**** Dataset content ****
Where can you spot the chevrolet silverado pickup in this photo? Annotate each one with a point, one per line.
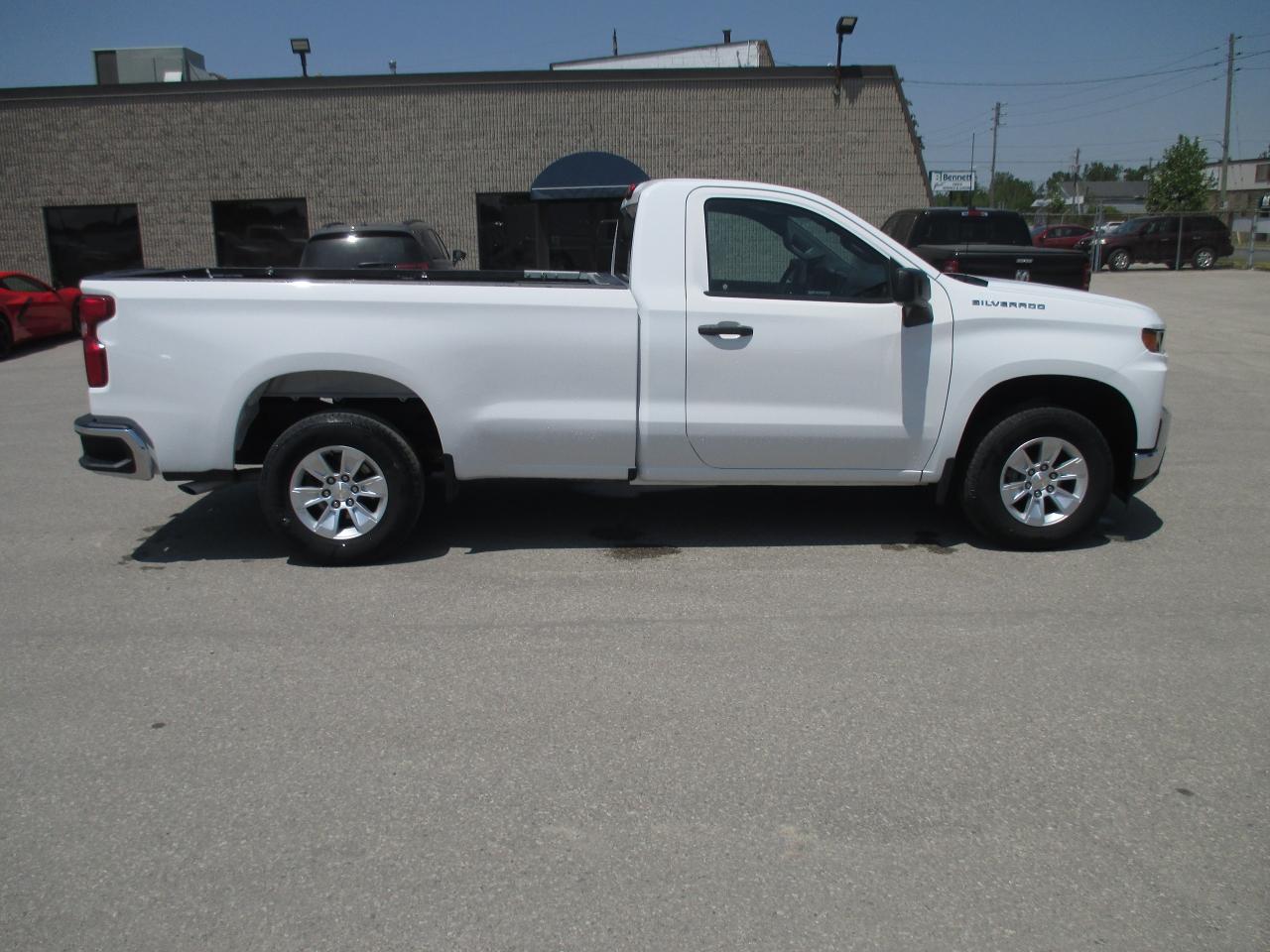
(747, 334)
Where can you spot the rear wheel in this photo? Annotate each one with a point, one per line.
(1119, 261)
(1038, 479)
(1205, 258)
(340, 486)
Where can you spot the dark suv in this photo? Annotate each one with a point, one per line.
(403, 245)
(1153, 239)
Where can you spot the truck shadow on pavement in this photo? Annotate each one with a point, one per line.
(621, 522)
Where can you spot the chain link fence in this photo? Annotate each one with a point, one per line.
(1248, 234)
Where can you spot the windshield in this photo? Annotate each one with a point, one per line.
(621, 266)
(368, 249)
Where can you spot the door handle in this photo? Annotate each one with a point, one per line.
(725, 330)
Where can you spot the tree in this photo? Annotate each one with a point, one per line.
(1182, 182)
(1101, 172)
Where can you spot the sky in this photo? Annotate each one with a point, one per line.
(1119, 81)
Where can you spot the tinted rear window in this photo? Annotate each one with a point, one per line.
(434, 245)
(367, 249)
(971, 230)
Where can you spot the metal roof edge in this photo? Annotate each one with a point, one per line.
(388, 82)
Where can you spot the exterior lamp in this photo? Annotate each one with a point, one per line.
(300, 46)
(846, 27)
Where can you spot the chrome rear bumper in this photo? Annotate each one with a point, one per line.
(114, 445)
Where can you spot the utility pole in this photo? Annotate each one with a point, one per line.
(970, 202)
(1076, 179)
(1225, 136)
(992, 172)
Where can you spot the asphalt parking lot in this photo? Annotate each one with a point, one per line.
(698, 720)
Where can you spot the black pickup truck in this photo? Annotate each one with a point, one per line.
(987, 241)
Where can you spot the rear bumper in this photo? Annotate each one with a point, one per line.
(1146, 462)
(114, 445)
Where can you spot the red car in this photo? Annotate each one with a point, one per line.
(1060, 235)
(30, 308)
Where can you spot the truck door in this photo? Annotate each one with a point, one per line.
(797, 354)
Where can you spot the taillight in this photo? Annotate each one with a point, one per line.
(94, 308)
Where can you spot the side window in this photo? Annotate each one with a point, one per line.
(23, 285)
(767, 249)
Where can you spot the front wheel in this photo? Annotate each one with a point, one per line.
(1205, 258)
(1038, 479)
(340, 486)
(1119, 261)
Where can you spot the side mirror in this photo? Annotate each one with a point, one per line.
(911, 289)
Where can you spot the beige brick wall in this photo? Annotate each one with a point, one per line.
(423, 146)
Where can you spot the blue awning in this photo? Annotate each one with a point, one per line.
(587, 176)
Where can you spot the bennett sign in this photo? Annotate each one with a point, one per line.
(945, 181)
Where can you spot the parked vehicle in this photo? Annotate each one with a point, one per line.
(747, 334)
(408, 244)
(1060, 235)
(1153, 239)
(987, 241)
(31, 308)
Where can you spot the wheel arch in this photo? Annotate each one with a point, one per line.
(281, 402)
(1105, 407)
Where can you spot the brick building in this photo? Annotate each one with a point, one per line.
(239, 172)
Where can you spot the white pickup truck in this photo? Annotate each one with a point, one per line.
(747, 334)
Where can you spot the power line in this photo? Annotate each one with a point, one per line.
(1105, 112)
(1070, 82)
(1159, 89)
(1076, 93)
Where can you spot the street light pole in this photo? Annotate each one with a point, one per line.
(300, 46)
(992, 172)
(1225, 136)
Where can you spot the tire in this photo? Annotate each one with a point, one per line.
(1010, 493)
(340, 486)
(1120, 259)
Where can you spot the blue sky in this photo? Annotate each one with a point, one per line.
(1007, 45)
****
=== Problem details ===
Set the entries down exactly, but not the pictures.

=== Your solution ===
Where can you spot the chevrolet silverado pickup in this photo? Annotate each one with a point, one per line.
(747, 334)
Where can you spot the rear wheel in this photo? Annotate each one with a point, one per line.
(1119, 261)
(1038, 479)
(1205, 258)
(340, 486)
Where can you spot the dark suv in this photo? Annotate each one with a point, one per line.
(403, 245)
(1153, 239)
Where can you spot the truck shadow on pavement in this photo? Annotate each one with a point, one per line.
(621, 522)
Where can you spot the chain link fence in this photo? Annotate each one with a point, one per line.
(1248, 234)
Where can you spot the windshield in this photo? Annotate each one with a point, one per line.
(621, 266)
(368, 249)
Where can you spot the door handle in this photo? Annotate each one with a point, one per line.
(725, 330)
Where can you spot the tree in this photo? Annotate each one with a point, one per line.
(1182, 182)
(1101, 172)
Where can you spot the sky in this photo? Annotate each one with a point, one per line.
(1119, 81)
Where can you spot the tinted rear window in this photo? Annotate each one with a point, one per line.
(434, 245)
(367, 249)
(971, 230)
Where can you spot the metal roof edge in this photo? Annotate each one with a point, one per line.
(388, 82)
Where can you spot the exterior lamp in this photo? Annotate each one with a point, one per line.
(300, 46)
(846, 27)
Where can you spot the chrome rear bumper in this photo? Annotate each one with a point, one per line.
(114, 445)
Where can you spot the utility pole in this photo? Annotate each one with a point, one per line.
(970, 202)
(1076, 179)
(1225, 136)
(992, 172)
Where can you spot the asphalt parking lot in this photo? Annotate each one with a point, one per line.
(698, 720)
Where can you spot the black pickup truck in this photo? Annotate each one with a point, one per line.
(987, 241)
Where can you spot the rear bumper in this photo? Annotate each one with a point, one per line.
(1146, 462)
(114, 445)
Where can you spot the red car in this photo? Annotate each one with a point, one per line.
(1060, 235)
(30, 308)
Where can you spot the truck door in this photo? Annotate each one with a point, one per line.
(797, 354)
Where can you spot the taillight in this photo? Annotate each one with a point, one per line.
(94, 308)
Where can you spot the side window in this photo? Annotate each one with a point, one per line.
(23, 285)
(767, 249)
Where can you spot the front wheel in this photo? Annotate each one with a point, one per line.
(1205, 258)
(1038, 479)
(340, 486)
(1119, 261)
Where can you spot the side mirror in this photo? Annotate each one with a point, one per line.
(911, 289)
Where can you spot the beige brick wall in this photo? Annotate each one with a point, one per line.
(423, 146)
Where can you spot the blue awning in this photo? Annotate each one with a point, one per line.
(587, 176)
Where can you spot the bennett sign in this photo? Annotate each one with a point, one per line.
(945, 181)
Where can you spot the parked vehicle in this photo? Annotate each one with a point, one per line.
(747, 334)
(408, 244)
(1060, 235)
(1153, 239)
(987, 241)
(31, 308)
Where can you spot the wheel arch in this photo? Annotate each one with a point, one per line.
(281, 402)
(1105, 407)
Where can you spot the brick building in this photo? Annotate each one with a point, one per line.
(239, 172)
Where can you spot the white pickup truck in this photo? Annotate each one with a point, one per line.
(747, 334)
Where can you spot the power line in this photo? Annotate each one with a point, one per line.
(1105, 112)
(1070, 82)
(1159, 89)
(1076, 93)
Where can you spot the street light pole in this photo? Annotate each one with a point, one per line.
(300, 46)
(992, 172)
(1225, 136)
Where can you spot the tire in this photo? Annotate each one with a point, one per line.
(1010, 493)
(340, 486)
(1120, 259)
Where can you spot the blue sky in this photo? Annotate each one with a point, one per line.
(1007, 45)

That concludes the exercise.